**GIVEN INSTRUCTION:** Filter the items below down to the lines that contain the word "every", and copy each of those lines.

Saved entries
______________________________
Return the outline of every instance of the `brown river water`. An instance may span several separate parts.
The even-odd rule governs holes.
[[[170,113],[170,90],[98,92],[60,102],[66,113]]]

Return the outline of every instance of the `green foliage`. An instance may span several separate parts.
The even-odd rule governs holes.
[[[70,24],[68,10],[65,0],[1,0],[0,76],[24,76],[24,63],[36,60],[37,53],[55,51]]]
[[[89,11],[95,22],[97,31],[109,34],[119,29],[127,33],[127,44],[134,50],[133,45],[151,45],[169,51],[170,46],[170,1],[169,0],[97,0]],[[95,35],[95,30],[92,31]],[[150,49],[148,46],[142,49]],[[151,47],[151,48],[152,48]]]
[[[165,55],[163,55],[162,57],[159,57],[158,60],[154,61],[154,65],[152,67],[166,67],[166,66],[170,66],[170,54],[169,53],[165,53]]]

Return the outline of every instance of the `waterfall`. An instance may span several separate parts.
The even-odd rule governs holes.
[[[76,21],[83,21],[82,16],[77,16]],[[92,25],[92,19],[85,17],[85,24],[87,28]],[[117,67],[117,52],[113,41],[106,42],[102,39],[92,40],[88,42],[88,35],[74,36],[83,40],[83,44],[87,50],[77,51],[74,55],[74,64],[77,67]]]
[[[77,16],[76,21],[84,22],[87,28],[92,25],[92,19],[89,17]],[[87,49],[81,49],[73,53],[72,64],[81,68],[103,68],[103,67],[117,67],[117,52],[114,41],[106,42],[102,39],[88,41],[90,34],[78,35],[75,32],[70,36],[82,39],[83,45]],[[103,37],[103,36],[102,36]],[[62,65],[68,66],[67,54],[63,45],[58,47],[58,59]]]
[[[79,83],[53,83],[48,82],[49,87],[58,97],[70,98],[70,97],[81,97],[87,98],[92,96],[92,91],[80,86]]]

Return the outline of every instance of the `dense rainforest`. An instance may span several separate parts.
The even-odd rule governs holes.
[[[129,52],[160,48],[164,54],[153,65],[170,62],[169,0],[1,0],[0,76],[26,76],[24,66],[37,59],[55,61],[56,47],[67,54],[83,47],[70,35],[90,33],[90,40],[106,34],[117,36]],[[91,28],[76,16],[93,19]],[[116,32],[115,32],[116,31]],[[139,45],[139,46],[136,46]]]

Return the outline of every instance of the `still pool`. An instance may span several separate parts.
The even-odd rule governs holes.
______________________________
**CORRECT OUTPUT:**
Return the outline of every instance of the `brown river water`. An instance may span several separate parts.
Return the outline of every instance of the `green foliage`. An instance may span several separate parts.
Return the outline of every instance of the `waterfall`. An instance may span several separate parts.
Return the outline of every instance of the `dense rainforest`. An instance may span several separate parts.
Return the outline of every instance of the `still pool`. An instance may span several separate parts.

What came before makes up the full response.